Directions for this task
Rewrite the records, from their first line through the line that contains "x=508 y=164", as a Markdown table with the columns Row and Line. Number each line in order and leave out any blank lines.
<<<<
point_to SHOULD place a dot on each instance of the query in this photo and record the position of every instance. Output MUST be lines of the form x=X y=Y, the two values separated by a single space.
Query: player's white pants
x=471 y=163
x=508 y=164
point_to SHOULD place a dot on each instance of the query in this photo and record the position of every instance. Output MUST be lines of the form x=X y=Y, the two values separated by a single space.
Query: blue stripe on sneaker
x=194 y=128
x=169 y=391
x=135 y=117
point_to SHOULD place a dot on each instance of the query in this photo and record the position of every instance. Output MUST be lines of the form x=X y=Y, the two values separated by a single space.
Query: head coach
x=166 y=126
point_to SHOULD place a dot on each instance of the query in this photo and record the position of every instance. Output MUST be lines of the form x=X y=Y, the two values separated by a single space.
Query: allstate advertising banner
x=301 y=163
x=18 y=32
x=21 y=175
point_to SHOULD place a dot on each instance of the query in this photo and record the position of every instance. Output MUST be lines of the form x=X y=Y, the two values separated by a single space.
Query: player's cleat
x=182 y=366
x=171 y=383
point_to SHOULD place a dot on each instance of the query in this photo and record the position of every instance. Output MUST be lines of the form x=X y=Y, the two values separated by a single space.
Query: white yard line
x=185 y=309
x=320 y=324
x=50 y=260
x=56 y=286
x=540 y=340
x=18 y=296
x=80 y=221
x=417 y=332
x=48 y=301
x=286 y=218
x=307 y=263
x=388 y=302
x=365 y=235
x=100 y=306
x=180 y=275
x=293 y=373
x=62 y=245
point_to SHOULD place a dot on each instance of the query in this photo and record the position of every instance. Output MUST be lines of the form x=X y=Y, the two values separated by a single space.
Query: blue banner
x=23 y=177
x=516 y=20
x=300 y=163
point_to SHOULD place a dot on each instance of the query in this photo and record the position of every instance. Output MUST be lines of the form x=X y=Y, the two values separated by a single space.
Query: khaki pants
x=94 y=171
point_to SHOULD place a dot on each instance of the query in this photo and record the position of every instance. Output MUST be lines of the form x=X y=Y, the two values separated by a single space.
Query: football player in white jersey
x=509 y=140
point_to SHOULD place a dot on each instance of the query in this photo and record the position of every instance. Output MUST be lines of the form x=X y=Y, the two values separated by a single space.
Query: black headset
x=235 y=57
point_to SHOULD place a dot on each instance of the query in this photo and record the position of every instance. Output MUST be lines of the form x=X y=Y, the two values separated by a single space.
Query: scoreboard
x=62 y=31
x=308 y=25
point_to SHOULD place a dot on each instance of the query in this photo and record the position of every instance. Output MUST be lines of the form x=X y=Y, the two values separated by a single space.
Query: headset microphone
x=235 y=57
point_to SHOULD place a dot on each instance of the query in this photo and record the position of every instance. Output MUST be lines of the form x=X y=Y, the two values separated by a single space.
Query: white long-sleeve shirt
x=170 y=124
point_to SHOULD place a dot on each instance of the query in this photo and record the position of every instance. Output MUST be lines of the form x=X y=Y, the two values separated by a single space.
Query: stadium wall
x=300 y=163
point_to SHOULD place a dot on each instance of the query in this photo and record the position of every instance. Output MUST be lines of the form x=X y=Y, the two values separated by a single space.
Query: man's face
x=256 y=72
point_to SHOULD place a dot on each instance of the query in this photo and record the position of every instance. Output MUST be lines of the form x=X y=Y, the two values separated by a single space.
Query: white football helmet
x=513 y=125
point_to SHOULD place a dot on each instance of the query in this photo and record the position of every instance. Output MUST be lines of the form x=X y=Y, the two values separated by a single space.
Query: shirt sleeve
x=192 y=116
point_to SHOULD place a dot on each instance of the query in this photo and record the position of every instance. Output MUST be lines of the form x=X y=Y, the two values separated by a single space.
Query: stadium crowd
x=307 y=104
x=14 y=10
>>>>
Response to this exercise
| Row | Line |
|---|---|
| 1 | point_to SHOULD place a dot on each instance of the query in this photo and record the position of every instance. Output MUST be lines of the form x=X y=Y, the two values separated by a single space. |
| 2 | Query: player's white pants |
| 3 | x=471 y=163 |
| 4 | x=508 y=164 |